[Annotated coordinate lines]

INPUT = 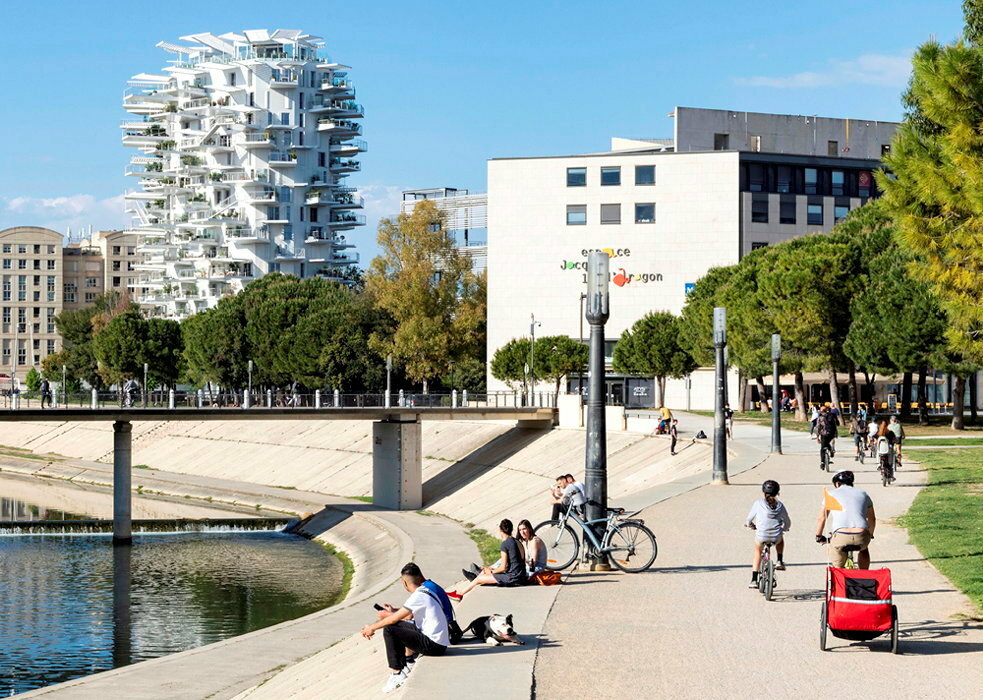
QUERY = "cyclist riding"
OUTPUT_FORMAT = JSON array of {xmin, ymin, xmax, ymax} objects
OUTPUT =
[
  {"xmin": 816, "ymin": 471, "xmax": 877, "ymax": 569},
  {"xmin": 744, "ymin": 479, "xmax": 792, "ymax": 588},
  {"xmin": 850, "ymin": 411, "xmax": 867, "ymax": 462},
  {"xmin": 816, "ymin": 406, "xmax": 837, "ymax": 469}
]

- [Work to be completed]:
Rewrite all of the lines above, putting "bike rider" in place of "cyclist riding" and keeping everything else unchanged. Leave the pictures out of your answer.

- [Reply]:
INPUT = 
QUERY = "bike rider"
OUTPUT_FORMAT = JSON array of {xmin, ymin, xmax, ymax} objects
OUTPUT =
[
  {"xmin": 816, "ymin": 471, "xmax": 877, "ymax": 569},
  {"xmin": 744, "ymin": 479, "xmax": 792, "ymax": 588},
  {"xmin": 850, "ymin": 411, "xmax": 867, "ymax": 462},
  {"xmin": 816, "ymin": 406, "xmax": 837, "ymax": 469}
]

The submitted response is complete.